◆ DIRECTIVE
Gather every line in the entries below that contains the word "Above", and copy each of those lines in full.

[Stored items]
⁂
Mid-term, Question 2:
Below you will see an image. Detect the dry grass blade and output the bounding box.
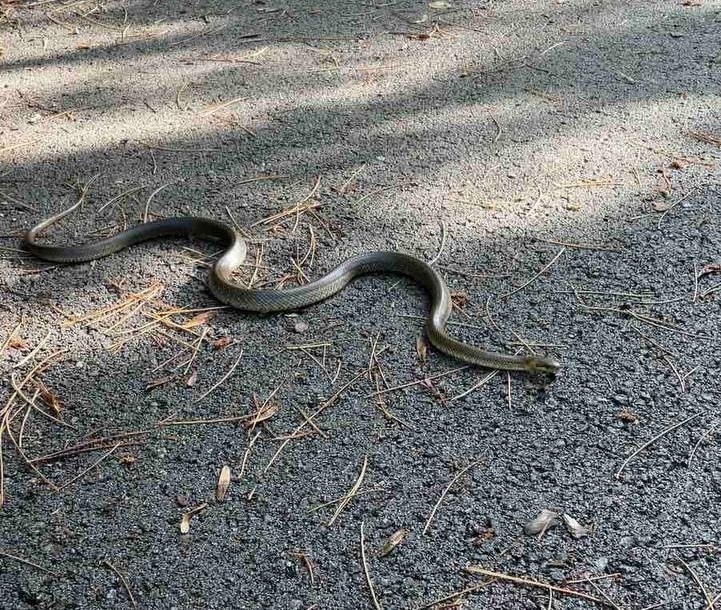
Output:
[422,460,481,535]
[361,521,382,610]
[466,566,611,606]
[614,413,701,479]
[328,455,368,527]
⁂
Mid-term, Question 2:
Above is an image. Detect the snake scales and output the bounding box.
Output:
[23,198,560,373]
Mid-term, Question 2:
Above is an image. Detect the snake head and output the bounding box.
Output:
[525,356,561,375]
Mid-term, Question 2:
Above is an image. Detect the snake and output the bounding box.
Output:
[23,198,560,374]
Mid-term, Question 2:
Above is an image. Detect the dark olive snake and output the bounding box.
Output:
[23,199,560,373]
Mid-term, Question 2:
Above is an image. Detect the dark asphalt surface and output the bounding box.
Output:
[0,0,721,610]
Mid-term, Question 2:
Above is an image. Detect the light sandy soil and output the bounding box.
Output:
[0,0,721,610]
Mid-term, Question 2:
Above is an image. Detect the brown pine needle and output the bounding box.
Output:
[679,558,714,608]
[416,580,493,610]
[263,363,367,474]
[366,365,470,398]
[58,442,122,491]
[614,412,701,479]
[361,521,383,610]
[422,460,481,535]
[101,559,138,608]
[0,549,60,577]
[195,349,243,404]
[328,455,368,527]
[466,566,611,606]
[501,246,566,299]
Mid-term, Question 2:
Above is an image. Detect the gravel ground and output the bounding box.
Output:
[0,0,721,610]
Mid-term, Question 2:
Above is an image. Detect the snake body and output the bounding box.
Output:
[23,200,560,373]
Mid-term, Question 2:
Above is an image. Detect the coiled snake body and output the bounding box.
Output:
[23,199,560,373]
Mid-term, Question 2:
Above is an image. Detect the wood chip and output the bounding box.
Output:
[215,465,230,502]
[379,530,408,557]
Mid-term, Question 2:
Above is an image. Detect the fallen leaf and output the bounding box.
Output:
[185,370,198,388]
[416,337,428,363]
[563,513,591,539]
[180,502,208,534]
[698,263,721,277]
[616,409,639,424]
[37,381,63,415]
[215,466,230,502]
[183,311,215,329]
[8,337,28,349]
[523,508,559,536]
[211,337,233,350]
⁂
◆ OUTPUT FOR THIS EXERCISE
Above is an image. Detect the snake scales and output the bounding box.
Above is an image. Detect the snake head and output the bounding box.
Above is an image. Detect the snake and output the bounding box.
Above is an image. Detect the dark olive snake and output the bounding box.
Above is an image. Detect the dark asphalt surface and output the bounding box.
Above is an image. Detect the light sandy soil and output the bounding box.
Above is an image. Detect the brown pine needle and output the bounding box.
Above is an image. Detect the gravel ground and output the bounding box.
Above is an image. Detect the snake body and output the bounding box.
Above is an image. Detect the coiled snake body and output the bounding box.
Above is an image. Detect the wood chip and output the bounding box.
Above is an image. Detect the fallen leaf and output the bounding box.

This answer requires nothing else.